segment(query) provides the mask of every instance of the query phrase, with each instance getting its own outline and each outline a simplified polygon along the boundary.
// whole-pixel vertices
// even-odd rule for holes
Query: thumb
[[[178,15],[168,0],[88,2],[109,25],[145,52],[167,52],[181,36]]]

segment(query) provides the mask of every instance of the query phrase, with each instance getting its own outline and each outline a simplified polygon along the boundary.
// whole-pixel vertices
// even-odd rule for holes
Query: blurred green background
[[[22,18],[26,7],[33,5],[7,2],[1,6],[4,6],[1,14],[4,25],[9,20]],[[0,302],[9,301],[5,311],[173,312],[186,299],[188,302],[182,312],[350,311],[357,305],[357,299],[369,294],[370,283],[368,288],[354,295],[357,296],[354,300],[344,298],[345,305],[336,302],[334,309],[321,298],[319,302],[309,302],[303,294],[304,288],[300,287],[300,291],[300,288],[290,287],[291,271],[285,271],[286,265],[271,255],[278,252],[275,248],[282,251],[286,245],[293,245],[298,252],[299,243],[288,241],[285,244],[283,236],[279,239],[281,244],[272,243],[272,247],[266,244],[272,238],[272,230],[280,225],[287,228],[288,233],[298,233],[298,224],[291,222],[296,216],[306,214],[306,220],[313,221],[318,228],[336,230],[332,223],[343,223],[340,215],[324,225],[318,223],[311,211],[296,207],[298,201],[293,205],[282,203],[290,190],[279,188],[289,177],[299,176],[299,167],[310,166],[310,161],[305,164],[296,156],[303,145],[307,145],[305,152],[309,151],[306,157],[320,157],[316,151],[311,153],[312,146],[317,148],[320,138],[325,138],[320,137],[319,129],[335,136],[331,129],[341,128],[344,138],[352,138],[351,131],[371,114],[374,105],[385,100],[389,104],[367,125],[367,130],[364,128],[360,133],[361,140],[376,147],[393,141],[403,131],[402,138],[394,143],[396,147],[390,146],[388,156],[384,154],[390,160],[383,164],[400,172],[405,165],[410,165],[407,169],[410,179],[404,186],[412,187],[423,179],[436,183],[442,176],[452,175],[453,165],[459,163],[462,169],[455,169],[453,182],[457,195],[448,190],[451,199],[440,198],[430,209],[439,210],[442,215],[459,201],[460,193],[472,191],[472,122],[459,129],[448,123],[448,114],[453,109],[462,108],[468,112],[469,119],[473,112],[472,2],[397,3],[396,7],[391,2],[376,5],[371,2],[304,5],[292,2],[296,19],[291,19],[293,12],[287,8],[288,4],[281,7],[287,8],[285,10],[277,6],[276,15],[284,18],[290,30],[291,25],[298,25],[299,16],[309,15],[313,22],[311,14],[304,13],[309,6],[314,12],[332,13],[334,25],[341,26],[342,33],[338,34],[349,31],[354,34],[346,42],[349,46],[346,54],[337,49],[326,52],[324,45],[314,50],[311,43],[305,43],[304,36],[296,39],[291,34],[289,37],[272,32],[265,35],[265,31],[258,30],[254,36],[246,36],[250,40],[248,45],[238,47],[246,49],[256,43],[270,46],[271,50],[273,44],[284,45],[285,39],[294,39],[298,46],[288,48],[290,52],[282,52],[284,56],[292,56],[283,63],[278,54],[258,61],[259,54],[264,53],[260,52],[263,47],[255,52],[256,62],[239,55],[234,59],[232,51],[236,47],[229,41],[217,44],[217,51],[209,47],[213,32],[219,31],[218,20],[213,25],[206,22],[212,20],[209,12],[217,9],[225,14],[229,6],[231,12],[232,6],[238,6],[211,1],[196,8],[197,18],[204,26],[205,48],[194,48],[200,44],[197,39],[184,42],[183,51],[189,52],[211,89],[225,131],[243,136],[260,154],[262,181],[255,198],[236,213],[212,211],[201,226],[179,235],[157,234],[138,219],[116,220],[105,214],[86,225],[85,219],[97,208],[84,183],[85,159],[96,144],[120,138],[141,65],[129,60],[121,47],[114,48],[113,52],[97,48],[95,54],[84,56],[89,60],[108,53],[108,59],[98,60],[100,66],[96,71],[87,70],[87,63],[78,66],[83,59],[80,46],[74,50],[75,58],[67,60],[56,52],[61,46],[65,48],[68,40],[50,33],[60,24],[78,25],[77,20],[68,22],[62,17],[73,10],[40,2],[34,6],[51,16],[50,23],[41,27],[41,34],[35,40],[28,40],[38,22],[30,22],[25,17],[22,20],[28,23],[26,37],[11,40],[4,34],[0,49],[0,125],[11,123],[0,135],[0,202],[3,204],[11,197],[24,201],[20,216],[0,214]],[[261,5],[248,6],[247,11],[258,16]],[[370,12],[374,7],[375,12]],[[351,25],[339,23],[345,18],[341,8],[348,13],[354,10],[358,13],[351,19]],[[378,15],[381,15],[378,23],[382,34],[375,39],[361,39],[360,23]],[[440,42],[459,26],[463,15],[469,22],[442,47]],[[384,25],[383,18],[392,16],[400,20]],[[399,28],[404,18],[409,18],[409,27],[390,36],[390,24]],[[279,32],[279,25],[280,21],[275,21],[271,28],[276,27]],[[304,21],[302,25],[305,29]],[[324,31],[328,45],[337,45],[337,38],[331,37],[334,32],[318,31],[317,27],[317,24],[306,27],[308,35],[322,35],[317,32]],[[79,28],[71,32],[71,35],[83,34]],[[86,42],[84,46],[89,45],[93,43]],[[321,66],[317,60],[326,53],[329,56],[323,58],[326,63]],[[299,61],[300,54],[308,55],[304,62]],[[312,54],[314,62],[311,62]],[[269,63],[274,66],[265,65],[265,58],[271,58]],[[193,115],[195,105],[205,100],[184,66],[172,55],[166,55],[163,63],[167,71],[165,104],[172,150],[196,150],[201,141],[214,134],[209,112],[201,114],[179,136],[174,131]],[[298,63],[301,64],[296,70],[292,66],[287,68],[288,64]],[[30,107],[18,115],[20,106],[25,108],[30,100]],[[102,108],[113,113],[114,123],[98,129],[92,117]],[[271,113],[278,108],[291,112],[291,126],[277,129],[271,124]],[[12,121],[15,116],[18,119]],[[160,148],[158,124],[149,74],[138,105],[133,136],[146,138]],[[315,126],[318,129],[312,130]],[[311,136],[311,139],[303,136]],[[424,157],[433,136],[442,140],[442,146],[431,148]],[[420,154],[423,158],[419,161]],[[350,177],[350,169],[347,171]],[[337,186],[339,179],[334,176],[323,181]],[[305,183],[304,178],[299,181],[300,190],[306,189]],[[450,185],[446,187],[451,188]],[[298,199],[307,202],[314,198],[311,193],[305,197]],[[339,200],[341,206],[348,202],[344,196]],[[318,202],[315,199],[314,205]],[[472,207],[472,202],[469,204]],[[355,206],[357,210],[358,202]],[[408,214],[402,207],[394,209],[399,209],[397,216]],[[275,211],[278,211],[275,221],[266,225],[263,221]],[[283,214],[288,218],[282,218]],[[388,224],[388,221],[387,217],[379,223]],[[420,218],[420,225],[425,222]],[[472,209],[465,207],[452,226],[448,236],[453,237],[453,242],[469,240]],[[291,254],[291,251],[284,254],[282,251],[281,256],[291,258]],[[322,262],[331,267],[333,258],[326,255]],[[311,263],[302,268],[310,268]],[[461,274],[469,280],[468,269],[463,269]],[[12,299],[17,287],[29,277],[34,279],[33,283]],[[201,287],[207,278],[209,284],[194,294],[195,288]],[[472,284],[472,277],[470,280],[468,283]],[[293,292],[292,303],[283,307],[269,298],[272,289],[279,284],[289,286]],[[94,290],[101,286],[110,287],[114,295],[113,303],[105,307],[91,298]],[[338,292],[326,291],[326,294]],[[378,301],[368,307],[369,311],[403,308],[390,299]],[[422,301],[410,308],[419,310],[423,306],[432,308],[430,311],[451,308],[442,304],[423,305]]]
########################################
Line by line, transcribe the material exactly.

• RESULT:
segment(query) provides the mask of every instance of the query phrase, with each instance getting its own outline and each outline a simplified polygon along the boundary.
// whole-pixel vertices
// even-odd rule for holes
Query: thumb
[[[178,15],[168,0],[88,2],[109,25],[145,52],[167,52],[181,36]]]

segment(query) provides the mask of every instance of the query phrase, with each instance getting its own outline and each outline a simplified polygon along the boundary.
// whole-pixel vertices
// even-odd rule for holes
Query: blurred green background
[[[22,18],[26,7],[33,5],[7,2],[1,6],[4,6],[1,14],[4,25],[9,20]],[[0,302],[9,301],[5,311],[173,312],[186,299],[188,302],[182,312],[350,311],[357,305],[357,299],[369,294],[370,283],[368,288],[354,295],[357,296],[354,300],[344,298],[345,305],[336,302],[334,309],[321,298],[319,302],[309,302],[303,294],[304,288],[300,287],[300,291],[300,288],[290,287],[291,271],[285,271],[286,265],[271,255],[278,252],[275,248],[282,251],[286,245],[293,245],[298,252],[299,243],[288,241],[285,244],[283,236],[279,239],[281,244],[272,243],[272,247],[266,244],[272,238],[272,230],[280,225],[287,228],[288,233],[298,233],[298,224],[291,222],[296,216],[306,214],[306,220],[313,221],[318,228],[336,230],[332,223],[343,223],[340,215],[324,225],[318,223],[311,211],[296,207],[298,201],[293,205],[282,203],[290,190],[279,188],[289,177],[299,176],[299,167],[310,166],[310,161],[305,164],[296,156],[303,145],[307,145],[305,152],[309,151],[306,157],[320,157],[316,151],[311,153],[312,146],[317,148],[320,138],[325,138],[320,137],[319,129],[335,136],[331,129],[341,128],[344,138],[352,138],[351,131],[371,114],[374,105],[385,100],[389,104],[367,125],[367,130],[364,128],[360,133],[361,140],[376,147],[393,141],[403,131],[402,138],[394,143],[396,147],[390,146],[388,156],[384,154],[390,160],[383,164],[400,172],[405,165],[410,165],[407,169],[410,179],[404,186],[412,187],[423,179],[436,183],[442,176],[452,175],[453,165],[459,163],[462,169],[455,169],[453,182],[457,195],[448,190],[451,199],[440,198],[430,209],[439,210],[442,215],[459,201],[460,193],[472,191],[472,122],[459,129],[448,123],[448,114],[453,109],[462,108],[468,112],[469,119],[473,112],[472,2],[397,3],[396,7],[391,2],[376,5],[371,2],[304,5],[292,2],[296,19],[291,19],[293,12],[287,8],[288,4],[281,7],[287,8],[285,10],[277,6],[276,15],[284,18],[290,30],[291,25],[298,25],[299,16],[309,15],[313,22],[311,14],[304,13],[309,6],[314,12],[332,13],[334,25],[341,26],[342,33],[338,34],[349,31],[354,34],[346,42],[349,46],[346,54],[337,49],[326,52],[324,45],[314,50],[311,43],[305,43],[304,36],[296,39],[291,34],[289,37],[272,32],[265,35],[265,31],[258,30],[254,36],[246,36],[250,40],[248,45],[238,47],[246,49],[256,43],[270,46],[271,50],[273,44],[284,45],[285,39],[294,39],[298,46],[288,48],[290,52],[282,52],[284,56],[292,56],[283,63],[278,54],[258,61],[259,54],[264,53],[260,52],[263,47],[255,52],[256,62],[239,55],[234,59],[232,51],[236,47],[229,41],[217,44],[217,51],[209,47],[213,32],[219,31],[218,20],[213,25],[206,22],[212,20],[209,12],[217,9],[225,14],[229,6],[231,12],[232,6],[238,6],[211,1],[196,8],[197,18],[204,26],[205,48],[194,48],[200,44],[197,39],[184,42],[183,51],[189,52],[211,89],[225,131],[243,136],[260,154],[262,181],[255,198],[236,213],[212,211],[201,226],[179,235],[157,234],[138,219],[116,220],[105,214],[86,225],[85,219],[97,208],[84,183],[85,159],[96,144],[120,138],[141,65],[129,60],[121,47],[114,48],[113,52],[97,48],[95,54],[84,56],[89,60],[108,53],[108,59],[98,60],[100,66],[96,71],[87,70],[87,63],[78,66],[83,59],[80,46],[74,50],[75,58],[67,60],[56,52],[61,46],[65,48],[68,40],[50,33],[60,24],[78,25],[77,20],[68,22],[62,17],[73,10],[40,2],[34,6],[51,16],[50,23],[41,27],[41,34],[35,40],[28,40],[38,22],[30,22],[25,17],[22,20],[28,23],[26,37],[11,40],[4,34],[0,49],[0,125],[11,123],[0,135],[0,202],[3,204],[11,197],[24,201],[20,216],[0,214]],[[261,5],[248,6],[247,11],[258,16]],[[370,12],[374,7],[375,12]],[[351,25],[339,23],[345,18],[341,8],[348,13],[354,10],[358,13],[351,19]],[[378,15],[381,15],[378,23],[382,34],[375,39],[361,39],[360,23]],[[440,42],[459,26],[463,15],[469,22],[442,47]],[[384,25],[383,18],[392,16],[400,20]],[[399,28],[404,18],[409,18],[409,27],[390,36],[390,24]],[[279,32],[279,25],[280,21],[275,21],[271,28],[276,27]],[[304,21],[302,25],[305,29]],[[324,31],[328,45],[337,45],[337,38],[331,37],[334,32],[318,31],[317,27],[317,24],[306,27],[308,35],[322,35],[317,32]],[[79,28],[71,32],[71,35],[83,34]],[[86,42],[84,46],[89,45],[93,43]],[[321,66],[317,60],[326,53],[329,56],[323,58],[326,63]],[[299,61],[300,54],[308,55],[304,62]],[[312,54],[314,62],[311,62]],[[269,63],[274,66],[265,65],[265,58],[271,58]],[[193,115],[195,105],[205,100],[184,66],[172,55],[166,55],[163,63],[167,71],[165,104],[172,150],[196,150],[201,141],[214,134],[209,112],[201,114],[179,136],[174,131]],[[298,63],[301,64],[296,70],[292,66],[287,68],[288,64]],[[30,107],[18,115],[20,106],[25,108],[30,100]],[[102,108],[113,113],[114,123],[98,129],[92,117]],[[271,113],[278,108],[291,112],[291,126],[277,129],[271,124]],[[12,121],[15,116],[18,119]],[[160,148],[158,124],[149,74],[138,105],[133,136],[146,138]],[[315,126],[318,129],[312,130]],[[311,136],[311,139],[303,136]],[[424,157],[433,136],[442,140],[442,146],[431,148]],[[420,154],[423,158],[419,161]],[[350,177],[350,169],[347,171]],[[337,186],[339,179],[334,176],[323,181]],[[305,183],[304,178],[299,181],[300,190],[306,189]],[[450,185],[446,187],[451,188]],[[298,199],[307,202],[314,198],[311,193],[305,197]],[[339,200],[341,206],[348,202],[344,196]],[[318,202],[315,199],[314,205]],[[472,207],[472,202],[469,204]],[[355,206],[357,210],[358,202]],[[408,214],[402,207],[394,209],[399,209],[397,216]],[[275,211],[278,211],[275,221],[266,225],[263,221]],[[283,214],[288,218],[282,218]],[[388,224],[388,221],[387,217],[379,223]],[[420,218],[420,225],[425,222]],[[472,209],[465,207],[452,226],[448,236],[453,237],[453,242],[469,240]],[[291,254],[291,251],[284,254],[282,251],[281,256],[291,258]],[[322,262],[331,267],[333,258],[326,255]],[[311,263],[302,268],[310,268]],[[461,274],[469,280],[468,269],[463,269]],[[12,299],[17,287],[29,277],[34,279],[33,283]],[[201,287],[207,278],[209,284],[194,294],[195,288]],[[472,284],[472,277],[470,280],[468,283]],[[293,292],[292,303],[283,307],[269,298],[272,289],[279,284],[289,286]],[[94,290],[101,286],[110,287],[114,295],[113,303],[105,307],[91,298]],[[338,292],[326,291],[326,294]],[[378,301],[368,307],[369,311],[403,308],[390,299]],[[422,301],[410,308],[419,310],[423,306],[432,308],[430,311],[451,308],[442,304],[423,305]]]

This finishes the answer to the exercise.